### Brano da leggere
Ho mille cose sparse in giro, alcune già caricate su un furgone, tutta la mia vita, quella dei miei figli e di tutte le cose che ho fatto, altre case, cartoline, feste, biglietti, fotografie nastrini e cose, il mio cappellino da sposa con i fiori rinsecchiti,  e ogni cosa un racconto, un'immagine di persone lontane o vicinissime e sensazioni e ho troppe cose e non posso fermarmi ma mi siederei qui, fra la scatola dell'Allegro Chirurgo e gli spartiti e i dizionari e farne  un racconto lunghissimo, scritto in bella scrittura, lentamente, su un quaderno a righe di terza.

10 luglio, 2018

La Collezione di Pastelli Viola.






Colorava il mondo così.
Possedeva una manciata di pastelli viola. Da anni.
Li aveva sottratti agli astucci in disuso dei figlioli alle elementari, ne aveva acquistato qualcuno, insieme alle matite da disegno, alle stilografiche, ai pennarelli, con la punta fine, spessa, media...viola, sempre.
E alle biro, quante biro viola sparse, i Tratto Pen, le penne a scatto.

ma i pastelli avevano un fascino speciale.
Ci colorava tutto, anche quello che colorare non si poteva, o che aveva perso lucentezza lungo la strada, lungo il cammino tortuoso e spesso infido che hanno certe cose

Aveva mano leggera, a colorare. e stava nei bordi. Diligente, iniziava prima dal centro, sempre nello stesso verso per dare omogeneità, e poi ai bordi, piano piano, con attenzione, girava il foglio per essere più comoda, e si fermava di tanto in tanto, storcendo un pò la testa di lato, e allontandosi un per vedere che effetto aveva tutto quel viola tutto insieme.

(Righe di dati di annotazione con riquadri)
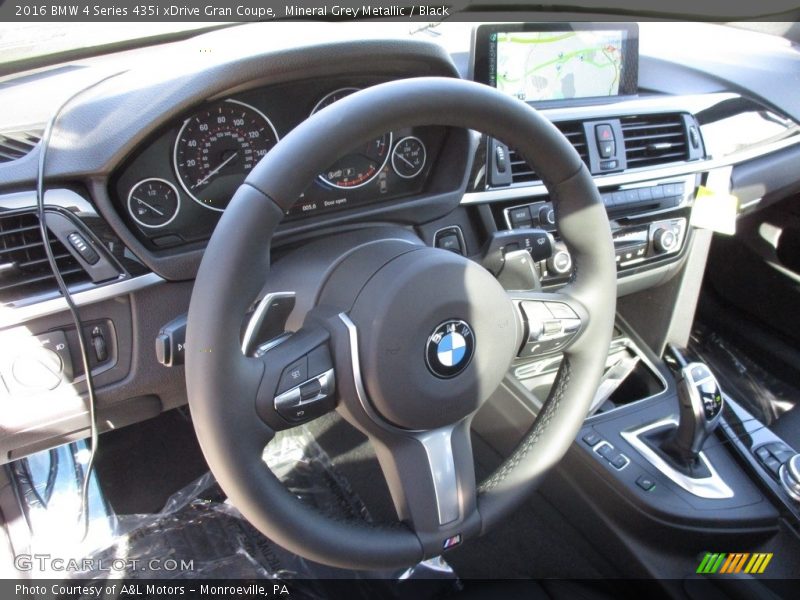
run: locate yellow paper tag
[690,185,739,235]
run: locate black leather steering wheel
[186,78,616,568]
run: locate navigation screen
[476,24,638,102]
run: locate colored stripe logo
[697,552,772,575]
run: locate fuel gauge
[392,135,426,179]
[128,177,181,228]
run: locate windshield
[0,22,220,64]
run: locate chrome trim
[339,313,461,525]
[253,331,292,358]
[461,135,800,205]
[620,417,734,500]
[415,425,460,525]
[0,273,165,328]
[0,188,97,217]
[514,337,669,414]
[242,292,295,356]
[500,175,697,231]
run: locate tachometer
[174,100,278,211]
[311,88,392,190]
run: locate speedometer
[174,100,278,211]
[311,88,392,190]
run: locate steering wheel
[186,78,616,569]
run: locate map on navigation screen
[495,30,625,102]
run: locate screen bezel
[472,22,639,106]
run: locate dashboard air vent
[620,113,689,169]
[508,121,589,183]
[0,212,91,304]
[0,129,42,163]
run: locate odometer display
[175,100,278,211]
[311,88,392,190]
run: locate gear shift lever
[662,362,723,467]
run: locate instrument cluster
[110,77,446,249]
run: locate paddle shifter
[661,347,723,467]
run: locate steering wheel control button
[278,356,308,394]
[544,302,579,319]
[308,344,333,377]
[156,315,186,367]
[519,300,581,357]
[425,319,475,379]
[581,431,603,448]
[274,369,336,424]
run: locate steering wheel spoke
[371,419,480,555]
[509,290,589,358]
[256,326,336,431]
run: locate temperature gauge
[128,178,181,228]
[392,135,426,179]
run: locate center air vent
[508,121,589,183]
[620,114,689,169]
[0,129,42,163]
[0,212,91,304]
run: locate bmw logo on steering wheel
[425,319,475,379]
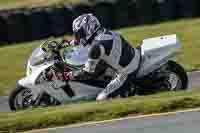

### Cosa si chiede
Ricopia per intero il brano da leggere, parola per parola, senza cambiare nulla.

### Soluzione
Ho mille cose sparse in giro, alcune già caricate su un furgone, tutta la mia vita, quella dei miei figli e di tutte le cose che ho fatto, altre case, cartoline, feste, biglietti, fotografie nastrini e cose, il mio cappellino da sposa con i fiori rinsecchiti,  e ogni cosa un racconto, un'immagine di persone lontane o vicinissime e sensazioni e ho troppe cose e non posso fermarmi ma mi siederei qui, fra la scatola dell'Allegro Chirurgo e gli spartiti e i dizionari e farne  un racconto lunghissimo, scritto in bella scrittura, lentamente, su un quaderno a righe di terza.

10 luglio, 2018

La Collezione di Pastelli Viola.






Colorava il mondo così.
Possedeva una manciata di pastelli viola. Da anni.
Li aveva sottratti agli astucci in disuso dei figlioli alle elementari, ne aveva acquistato qualcuno, insieme alle matite da disegno, alle stilografiche, ai pennarelli, con la punta fine, spessa, media...viola, sempre.
E alle biro, quante biro viola sparse, i Tratto Pen, le penne a scatto.

ma i pastelli avevano un fascino speciale.
Ci colorava tutto, anche quello che colorare non si poteva, o che aveva perso lucentezza lungo la strada, lungo il cammino tortuoso e spesso infido che hanno certe cose

Aveva mano leggera, a colorare. e stava nei bordi. Diligente, iniziava prima dal centro, sempre nello stesso verso per dare omogeneità, e poi ai bordi, piano piano, con attenzione, girava il foglio per essere più comoda, e si fermava di tanto in tanto, storcendo un pò la testa di lato, e allontandosi un per vedere che effetto aveva tutto quel viola tutto insieme.